What the task asks:
The reply should hold every record, copied exactly, and none of the pictures.

Image-grounded pointing data
^^^^^^^^^^^^^^^^
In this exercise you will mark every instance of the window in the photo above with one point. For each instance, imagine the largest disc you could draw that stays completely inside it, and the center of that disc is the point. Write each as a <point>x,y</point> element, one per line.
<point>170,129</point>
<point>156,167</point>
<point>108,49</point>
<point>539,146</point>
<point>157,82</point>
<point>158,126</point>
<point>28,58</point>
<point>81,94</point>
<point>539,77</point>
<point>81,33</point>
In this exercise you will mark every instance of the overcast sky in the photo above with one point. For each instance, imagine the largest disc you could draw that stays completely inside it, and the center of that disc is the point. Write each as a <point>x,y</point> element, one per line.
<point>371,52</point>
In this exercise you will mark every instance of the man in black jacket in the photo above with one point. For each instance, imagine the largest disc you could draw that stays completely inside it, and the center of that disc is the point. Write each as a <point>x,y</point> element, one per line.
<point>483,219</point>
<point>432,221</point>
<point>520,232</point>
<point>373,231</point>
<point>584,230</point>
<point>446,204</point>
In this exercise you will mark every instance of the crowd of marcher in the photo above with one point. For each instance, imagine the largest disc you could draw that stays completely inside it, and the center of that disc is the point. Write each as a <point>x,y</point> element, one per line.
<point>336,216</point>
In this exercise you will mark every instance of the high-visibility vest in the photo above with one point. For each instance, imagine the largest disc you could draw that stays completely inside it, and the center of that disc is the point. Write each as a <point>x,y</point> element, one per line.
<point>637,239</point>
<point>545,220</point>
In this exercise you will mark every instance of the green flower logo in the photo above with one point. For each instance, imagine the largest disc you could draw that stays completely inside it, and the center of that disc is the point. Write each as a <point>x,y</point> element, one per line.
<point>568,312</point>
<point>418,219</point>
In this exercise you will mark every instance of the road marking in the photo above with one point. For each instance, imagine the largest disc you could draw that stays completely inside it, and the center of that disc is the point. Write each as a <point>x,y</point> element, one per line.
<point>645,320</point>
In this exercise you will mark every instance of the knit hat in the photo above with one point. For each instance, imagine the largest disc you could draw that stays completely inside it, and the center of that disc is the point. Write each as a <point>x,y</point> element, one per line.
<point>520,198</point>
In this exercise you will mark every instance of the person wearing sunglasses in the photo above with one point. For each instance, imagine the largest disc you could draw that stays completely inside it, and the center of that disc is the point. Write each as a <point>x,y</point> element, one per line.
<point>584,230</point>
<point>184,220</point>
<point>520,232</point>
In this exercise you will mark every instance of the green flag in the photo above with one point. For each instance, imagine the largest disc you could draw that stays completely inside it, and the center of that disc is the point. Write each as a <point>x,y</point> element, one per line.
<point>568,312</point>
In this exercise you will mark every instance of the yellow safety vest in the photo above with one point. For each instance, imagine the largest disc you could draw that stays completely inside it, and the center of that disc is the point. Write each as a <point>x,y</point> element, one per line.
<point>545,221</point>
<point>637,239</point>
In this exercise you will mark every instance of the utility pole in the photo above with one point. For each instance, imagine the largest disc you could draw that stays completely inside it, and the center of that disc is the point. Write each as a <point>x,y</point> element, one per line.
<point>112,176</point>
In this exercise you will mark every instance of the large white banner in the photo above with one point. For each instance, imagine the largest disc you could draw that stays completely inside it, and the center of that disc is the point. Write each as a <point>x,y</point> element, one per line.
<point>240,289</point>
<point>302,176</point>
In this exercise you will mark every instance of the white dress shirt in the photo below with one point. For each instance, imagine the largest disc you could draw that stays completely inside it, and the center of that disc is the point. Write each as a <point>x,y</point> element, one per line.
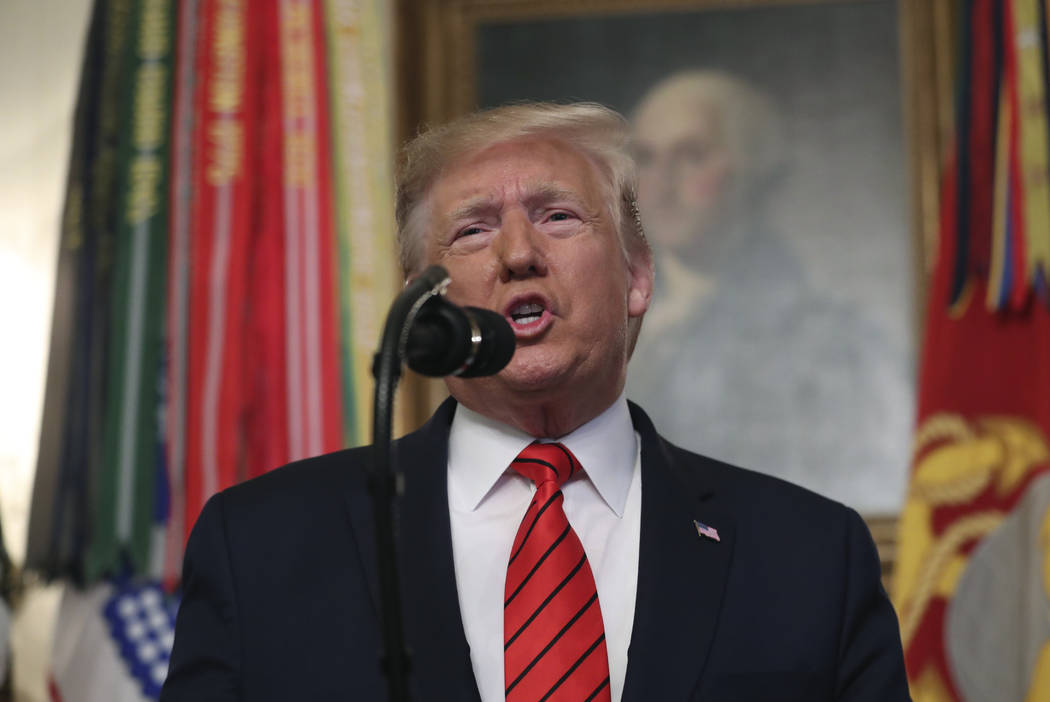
^^^^^^^^^^^^^^^^
Response to this exercise:
In this exercise you will mark every instance of the window in the photo above with one point. For each instance, imagine the largest disc you could draw that stays completely inside it, and the center of that disc is the point. Write each as a <point>x,y</point> element, one per line.
<point>170,129</point>
<point>156,167</point>
<point>108,49</point>
<point>539,146</point>
<point>157,82</point>
<point>158,126</point>
<point>28,58</point>
<point>81,94</point>
<point>539,77</point>
<point>81,33</point>
In this exercise you will mark every instance of the overcast sky in the photo above with one point. For each instance, imagine the largest disc you could draw that stays completely inside it, and the center of that disc is the point. Write each as a <point>x,y</point> element, one per line.
<point>371,52</point>
In this exercise you will mark every instance of the man in black jacket in the photo above with one point. For each instance, imagine the largest disc you could draw that stays completely inside it, and the center of that disc is the point. Write each as a <point>x,y</point> element, one per line.
<point>483,219</point>
<point>432,221</point>
<point>520,232</point>
<point>373,231</point>
<point>584,230</point>
<point>446,204</point>
In this exercise you will mark every instance of the crowd of marcher in the photo above with one point. For each instance, imagine the largest disc you could draw that stays completely inside it, and the center of that disc is the point. Write each as a <point>x,y</point> element, one per line.
<point>336,216</point>
In this exercise you will mark every instance of the high-visibility vest in the photo above with one point. For each instance, imagine the largest disc you could draw that stays completely inside it, and the center of that disc is the point. Write each as a <point>x,y</point> element, one per line.
<point>637,239</point>
<point>545,220</point>
In this exercise you will mark every instance of the green flower logo in the photo above with one point. For each instance, imagine the largest disc you could draw that stays completely inside it, and the center of that disc is the point. Write each as a <point>x,y</point> element, one per line.
<point>568,312</point>
<point>418,219</point>
In this exercise you will mark every instance of the road marking in the photo above with one point. For each instance, imagine the largest disc you could draw that stays completely inside it, and the center of that disc is the point. Write each as a <point>x,y</point> element, one per line.
<point>645,320</point>
In this exercise you will mark every instance of the knit hat in the photo above with one point. For each instance, imagine the largest disc you could draw that stays completely inside it, and the center of that disc is the point. Write each as a <point>x,y</point> element, one per line.
<point>520,198</point>
In this exercise you will mark every instance of the person wearing sunglasses in the photo above with one point. For each instance, imagine the largest disc you could draw that stays completely inside it, and the center of that disc is the point. Write each as a <point>x,y</point> element, one per line.
<point>584,230</point>
<point>184,220</point>
<point>520,232</point>
In this exercise you will mark every instance of the green flag in the photo above with one point. For each instance, imagine the largest disc you could draw that stays completely inside it, and the center of that disc is the point. Write each as a <point>x,y</point> element, one per line.
<point>568,312</point>
In this exercise you will mark every instance of the yellow safety vest in the photo above with one point. For each instance, imagine the largest disc you could draw that stays completely inside it, and the center of that disc is the point. Write each as a <point>x,y</point> element, one per line.
<point>545,221</point>
<point>637,239</point>
In this exercise you will mark every instance of the utility pole in the photo above with one point. For each instance, imagine the largest disc you could draw that stays completely inside it, and the center of that disc is the point. Write each as a <point>x,y</point> element, one per line.
<point>112,176</point>
In this exercise you will mark every instance of the large white banner in the photo above with one point. For each instance, imagine the largest disc you could draw that stays completely inside it, and the center of that disc is the point. Write each as a <point>x,y</point> element, one per line.
<point>240,289</point>
<point>302,176</point>
In this exercise you will mark every instance of the white dress shirt in the photo below with one point. For each instance, imagine the largest disc you could draw that stays completely inside it, and the center of that disc is the point. Write each as a <point>x,y</point> element, one per line.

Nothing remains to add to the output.